**WHAT IS BEING ASKED:** After counting the lines below that hold the word "jersey", reply with the count and nothing else.

Saved entries:
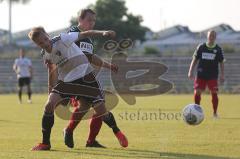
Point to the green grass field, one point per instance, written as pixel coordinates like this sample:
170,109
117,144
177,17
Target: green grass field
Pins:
150,136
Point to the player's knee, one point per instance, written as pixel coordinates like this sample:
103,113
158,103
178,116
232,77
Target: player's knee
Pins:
49,107
100,108
198,92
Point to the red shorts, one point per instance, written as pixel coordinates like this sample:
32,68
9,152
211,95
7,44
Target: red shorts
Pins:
201,84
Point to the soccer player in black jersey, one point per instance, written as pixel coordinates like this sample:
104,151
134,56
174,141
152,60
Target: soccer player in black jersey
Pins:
87,20
208,56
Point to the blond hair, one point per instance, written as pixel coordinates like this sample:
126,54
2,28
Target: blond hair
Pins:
35,32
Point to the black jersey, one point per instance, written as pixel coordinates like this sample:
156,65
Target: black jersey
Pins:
86,45
209,58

**TASK RESPONSE:** 4